### EXCERPT
● ● ●

Let $\mathcal R \subseteq S \times S$ be a relation in $S$.

$\mathcal R$ is **antisymmetric** if and only if:

- $\tuple {x, y} \in \mathcal R \land x \ne y \implies \tuple {y, x} \notin \mathcal R$

## Also known as

Some sources render this concept as **anti-symmetric relation**.

Some sources (perhaps erroneously) use this definition for an **asymmetric relation**.

## Antisymmetric and Asymmetric Relations

Note the difference between:

- An asymmetric relation, in which the fact that $\tuple {x, y} \in \mathcal R$ means that $\tuple {y, x}$ is definitely
*not*in $\mathcal R$

and:

- An antisymmetric relation, in which there
*may*be instances of both $\tuple {x, y} \in \mathcal R$ and $\tuple {y, x} \in \mathcal R$ but if there are, then it means that $x$ and $y$ have to be the same object.

● ● ●

(Excerpt from the dataset)
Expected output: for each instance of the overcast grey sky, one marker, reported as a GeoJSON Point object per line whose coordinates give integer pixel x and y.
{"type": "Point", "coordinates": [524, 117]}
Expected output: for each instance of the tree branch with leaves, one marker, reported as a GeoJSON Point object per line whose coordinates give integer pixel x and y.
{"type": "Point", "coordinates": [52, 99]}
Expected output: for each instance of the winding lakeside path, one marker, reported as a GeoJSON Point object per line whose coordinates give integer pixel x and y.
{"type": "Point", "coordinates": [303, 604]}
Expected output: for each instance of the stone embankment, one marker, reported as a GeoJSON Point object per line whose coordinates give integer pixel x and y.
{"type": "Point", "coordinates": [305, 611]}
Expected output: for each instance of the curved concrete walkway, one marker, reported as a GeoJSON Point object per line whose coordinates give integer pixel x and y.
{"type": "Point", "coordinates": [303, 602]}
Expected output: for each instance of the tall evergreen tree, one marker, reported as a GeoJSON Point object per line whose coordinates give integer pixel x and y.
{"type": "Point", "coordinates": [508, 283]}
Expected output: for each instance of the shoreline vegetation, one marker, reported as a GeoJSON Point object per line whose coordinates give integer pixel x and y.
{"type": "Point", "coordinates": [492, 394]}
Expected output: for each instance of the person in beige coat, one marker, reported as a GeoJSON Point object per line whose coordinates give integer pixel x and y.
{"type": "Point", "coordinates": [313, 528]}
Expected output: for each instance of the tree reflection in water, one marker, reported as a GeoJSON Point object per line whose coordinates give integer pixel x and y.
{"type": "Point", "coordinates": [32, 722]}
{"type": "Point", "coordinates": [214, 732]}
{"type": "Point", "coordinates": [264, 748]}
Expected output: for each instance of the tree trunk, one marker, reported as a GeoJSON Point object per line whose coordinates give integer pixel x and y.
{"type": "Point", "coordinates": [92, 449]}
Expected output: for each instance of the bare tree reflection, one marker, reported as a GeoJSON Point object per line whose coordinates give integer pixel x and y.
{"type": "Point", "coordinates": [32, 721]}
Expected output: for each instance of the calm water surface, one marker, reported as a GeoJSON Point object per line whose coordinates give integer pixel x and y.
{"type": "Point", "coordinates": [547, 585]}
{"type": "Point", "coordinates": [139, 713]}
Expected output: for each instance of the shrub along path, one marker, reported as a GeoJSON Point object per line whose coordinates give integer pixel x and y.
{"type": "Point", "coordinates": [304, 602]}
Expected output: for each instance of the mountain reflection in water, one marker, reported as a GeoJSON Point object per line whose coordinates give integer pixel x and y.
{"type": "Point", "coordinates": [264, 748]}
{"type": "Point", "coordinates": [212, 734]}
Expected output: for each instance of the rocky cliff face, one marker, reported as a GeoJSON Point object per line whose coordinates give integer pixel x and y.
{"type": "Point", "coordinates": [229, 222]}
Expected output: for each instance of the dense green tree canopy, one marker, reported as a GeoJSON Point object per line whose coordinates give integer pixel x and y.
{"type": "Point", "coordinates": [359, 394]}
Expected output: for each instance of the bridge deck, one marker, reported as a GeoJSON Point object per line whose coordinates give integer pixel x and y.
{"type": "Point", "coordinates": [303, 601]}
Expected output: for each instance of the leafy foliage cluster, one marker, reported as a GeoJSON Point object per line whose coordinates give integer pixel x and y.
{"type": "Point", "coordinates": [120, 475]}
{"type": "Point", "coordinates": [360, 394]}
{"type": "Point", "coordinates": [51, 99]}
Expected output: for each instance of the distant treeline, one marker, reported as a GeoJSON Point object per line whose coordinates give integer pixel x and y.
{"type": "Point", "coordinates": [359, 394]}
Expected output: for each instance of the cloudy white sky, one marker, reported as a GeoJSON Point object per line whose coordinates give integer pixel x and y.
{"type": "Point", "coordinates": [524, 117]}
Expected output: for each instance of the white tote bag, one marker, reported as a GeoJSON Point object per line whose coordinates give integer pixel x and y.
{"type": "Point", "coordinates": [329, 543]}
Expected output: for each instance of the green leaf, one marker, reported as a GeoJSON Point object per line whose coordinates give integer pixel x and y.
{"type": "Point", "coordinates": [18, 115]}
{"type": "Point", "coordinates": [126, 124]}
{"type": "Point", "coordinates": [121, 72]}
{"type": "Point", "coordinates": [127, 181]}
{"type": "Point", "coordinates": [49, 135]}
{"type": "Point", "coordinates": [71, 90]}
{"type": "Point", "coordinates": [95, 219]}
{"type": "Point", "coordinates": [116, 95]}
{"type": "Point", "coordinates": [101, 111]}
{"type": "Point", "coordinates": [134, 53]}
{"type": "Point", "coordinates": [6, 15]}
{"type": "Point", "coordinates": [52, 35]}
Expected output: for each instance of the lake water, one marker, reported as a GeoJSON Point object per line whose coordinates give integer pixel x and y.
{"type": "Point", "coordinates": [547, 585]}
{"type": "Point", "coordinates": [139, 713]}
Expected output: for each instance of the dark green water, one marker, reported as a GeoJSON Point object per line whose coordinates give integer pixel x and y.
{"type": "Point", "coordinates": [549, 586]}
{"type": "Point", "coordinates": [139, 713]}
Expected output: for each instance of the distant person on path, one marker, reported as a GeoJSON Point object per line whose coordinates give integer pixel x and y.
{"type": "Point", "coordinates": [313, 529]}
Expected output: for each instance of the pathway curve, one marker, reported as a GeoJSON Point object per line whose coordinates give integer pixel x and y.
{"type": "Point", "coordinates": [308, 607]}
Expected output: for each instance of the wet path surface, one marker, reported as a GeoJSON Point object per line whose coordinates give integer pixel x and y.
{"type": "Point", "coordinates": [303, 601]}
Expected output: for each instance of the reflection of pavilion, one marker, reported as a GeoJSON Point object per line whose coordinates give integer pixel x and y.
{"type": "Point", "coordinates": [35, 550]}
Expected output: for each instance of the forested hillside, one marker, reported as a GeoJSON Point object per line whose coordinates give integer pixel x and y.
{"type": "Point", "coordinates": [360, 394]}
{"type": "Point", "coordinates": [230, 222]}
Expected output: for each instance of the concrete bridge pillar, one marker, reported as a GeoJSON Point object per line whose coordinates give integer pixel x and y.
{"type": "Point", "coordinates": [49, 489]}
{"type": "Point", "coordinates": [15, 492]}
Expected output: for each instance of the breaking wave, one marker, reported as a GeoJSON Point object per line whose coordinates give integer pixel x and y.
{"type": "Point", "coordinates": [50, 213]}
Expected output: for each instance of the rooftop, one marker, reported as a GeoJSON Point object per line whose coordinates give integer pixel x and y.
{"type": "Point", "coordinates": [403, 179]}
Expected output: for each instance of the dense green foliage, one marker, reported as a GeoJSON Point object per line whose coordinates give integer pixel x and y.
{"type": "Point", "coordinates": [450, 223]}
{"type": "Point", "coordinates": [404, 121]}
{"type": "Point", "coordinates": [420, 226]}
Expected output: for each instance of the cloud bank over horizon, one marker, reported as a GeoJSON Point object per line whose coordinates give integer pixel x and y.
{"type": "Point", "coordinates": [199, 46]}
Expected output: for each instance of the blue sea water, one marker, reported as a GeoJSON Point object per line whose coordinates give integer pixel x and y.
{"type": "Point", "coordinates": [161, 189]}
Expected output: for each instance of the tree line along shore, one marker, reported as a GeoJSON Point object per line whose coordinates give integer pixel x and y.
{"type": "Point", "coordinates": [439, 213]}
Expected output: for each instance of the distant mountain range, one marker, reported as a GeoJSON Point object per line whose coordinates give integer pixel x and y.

● ● ●

### WHAT YOU HAVE TO DO
Retype the passage on antisymmetric relations above, starting at "Let $\mathcal R" and ending at "an **asymmetric relation**.".

### THE OUTPUT
Let $\mathcal R \subseteq S \times S$ be a relation in $S$.

$\mathcal R$ is **antisymmetric** if and only if:

- $\tuple {x, y} \in \mathcal R \land x \ne y \implies \tuple {y, x} \notin \mathcal R$

## Also known as

Some sources render this concept as **anti-symmetric relation**.

Some sources (perhaps erroneously) use this definition for an **asymmetric relation**.